** What is required **
What follows is a listing; restate every line of it word for word.

** Task material **

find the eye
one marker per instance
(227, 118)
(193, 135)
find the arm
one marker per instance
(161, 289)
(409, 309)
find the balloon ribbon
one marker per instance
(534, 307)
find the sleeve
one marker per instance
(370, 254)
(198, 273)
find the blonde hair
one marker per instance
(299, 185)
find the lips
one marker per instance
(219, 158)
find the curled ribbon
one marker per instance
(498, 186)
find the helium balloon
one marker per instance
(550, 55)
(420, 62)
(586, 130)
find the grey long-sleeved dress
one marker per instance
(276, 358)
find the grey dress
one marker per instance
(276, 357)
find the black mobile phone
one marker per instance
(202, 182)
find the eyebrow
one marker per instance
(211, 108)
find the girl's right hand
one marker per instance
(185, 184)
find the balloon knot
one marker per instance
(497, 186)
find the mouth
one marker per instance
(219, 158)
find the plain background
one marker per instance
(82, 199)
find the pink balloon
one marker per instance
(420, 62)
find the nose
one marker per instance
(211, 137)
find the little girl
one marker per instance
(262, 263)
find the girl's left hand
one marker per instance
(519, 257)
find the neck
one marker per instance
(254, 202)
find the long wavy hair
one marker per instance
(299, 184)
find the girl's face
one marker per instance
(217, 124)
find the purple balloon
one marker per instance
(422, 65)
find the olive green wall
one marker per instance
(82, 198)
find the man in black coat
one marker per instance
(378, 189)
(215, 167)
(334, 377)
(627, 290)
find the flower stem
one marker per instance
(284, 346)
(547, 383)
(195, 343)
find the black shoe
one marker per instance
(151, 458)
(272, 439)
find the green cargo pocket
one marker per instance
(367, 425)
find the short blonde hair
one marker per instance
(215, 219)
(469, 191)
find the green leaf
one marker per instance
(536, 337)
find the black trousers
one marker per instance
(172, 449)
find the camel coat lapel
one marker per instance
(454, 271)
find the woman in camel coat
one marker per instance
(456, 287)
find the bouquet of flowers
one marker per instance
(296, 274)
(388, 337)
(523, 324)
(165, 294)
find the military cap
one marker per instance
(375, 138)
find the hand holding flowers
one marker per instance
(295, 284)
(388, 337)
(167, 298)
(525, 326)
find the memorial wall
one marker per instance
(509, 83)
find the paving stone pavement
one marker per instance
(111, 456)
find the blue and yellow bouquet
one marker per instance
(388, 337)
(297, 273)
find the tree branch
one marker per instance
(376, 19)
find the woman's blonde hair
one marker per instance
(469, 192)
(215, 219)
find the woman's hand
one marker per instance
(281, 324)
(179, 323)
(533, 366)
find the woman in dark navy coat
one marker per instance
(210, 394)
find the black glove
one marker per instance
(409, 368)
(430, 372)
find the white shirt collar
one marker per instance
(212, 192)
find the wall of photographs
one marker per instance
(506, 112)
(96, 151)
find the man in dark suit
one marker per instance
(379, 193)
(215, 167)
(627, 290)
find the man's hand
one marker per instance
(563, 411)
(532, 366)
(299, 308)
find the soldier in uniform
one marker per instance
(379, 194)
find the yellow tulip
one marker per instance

** Full solution **
find the eye
one marker per instance
(227, 118)
(193, 135)
find the arm
one marker per instance
(161, 289)
(409, 309)
find the balloon ribbon
one marker per instance
(534, 307)
find the sleeve
one marker per instance
(370, 254)
(198, 273)
find the blonde hair
one marker per instance
(299, 185)
find the lips
one marker per instance
(219, 158)
find the curled ribbon
one marker per instance
(498, 186)
find the helium balloon
one marker per instance
(550, 55)
(420, 62)
(586, 130)
find the grey long-sleeved dress
one marker per instance
(276, 358)
find the grey dress
one marker per instance
(276, 357)
find the black mobile phone
one marker per instance
(202, 182)
find the eyebrow
one marker per instance
(211, 108)
find the girl's right hand
one marker per instance
(185, 184)
find the balloon knot
one marker per instance
(497, 186)
find the mouth
one marker per instance
(219, 158)
find the plain background
one marker per instance
(82, 199)
find the pink balloon
one marker per instance
(420, 62)
find the nose
one marker per instance
(211, 137)
find the little girl
one marker per instance
(262, 263)
find the girl's left hand
one marker per instance
(519, 257)
find the neck
one marker per instance
(254, 202)
find the long wavy hair
one marker per instance
(299, 184)
find the girl's face
one marker per instance
(217, 124)
find the purple balloon
one marker per instance
(422, 65)
find the olive green wall
one marker per instance
(82, 198)
find the man in black coat
one marker per instance
(378, 189)
(215, 167)
(334, 377)
(627, 290)
find the flower stem
one marker per instance
(284, 346)
(547, 383)
(195, 343)
find the black shoe
one marker per instance
(151, 458)
(272, 439)
find the green cargo pocket
one marker per instance
(367, 425)
find the short blonde hair
one marker per instance
(215, 219)
(469, 191)
find the green leaf
one marker per instance
(536, 337)
find the black trousers
one marker per instance
(172, 449)
find the camel coat lapel
one marker per instance
(454, 271)
find the woman in camel coat
one marker per instance
(456, 287)
find the bouquet of flowers
one marker per instance
(296, 274)
(388, 337)
(523, 324)
(165, 294)
find the military cap
one marker per instance
(375, 138)
find the hand holding flowers
one marker per instance
(295, 284)
(388, 337)
(167, 298)
(525, 326)
find the memorial wall
one marker per instance
(509, 83)
find the paving stone pavement
one marker per instance
(111, 456)
find the blue and yellow bouquet
one marker per instance
(388, 337)
(297, 273)
find the tree branch
one marker per instance
(376, 19)
find the woman's blonde hair
one marker per instance
(469, 192)
(215, 219)
find the woman's hand
one marker per instance
(281, 324)
(179, 323)
(533, 366)
find the woman in dark navy coat
one marker per instance
(210, 394)
find the black glove
one marker per instance
(409, 368)
(430, 372)
find the white shirt collar
one marker per instance
(212, 192)
find the wall of photographs
one marker per instance
(506, 112)
(96, 151)
find the man in dark suit
one marker per instance
(379, 193)
(215, 167)
(627, 290)
find the man's hand
one marker per instance
(563, 411)
(532, 366)
(299, 308)
find the soldier in uniform
one marker per instance
(379, 194)
find the yellow tulip
one marker per instance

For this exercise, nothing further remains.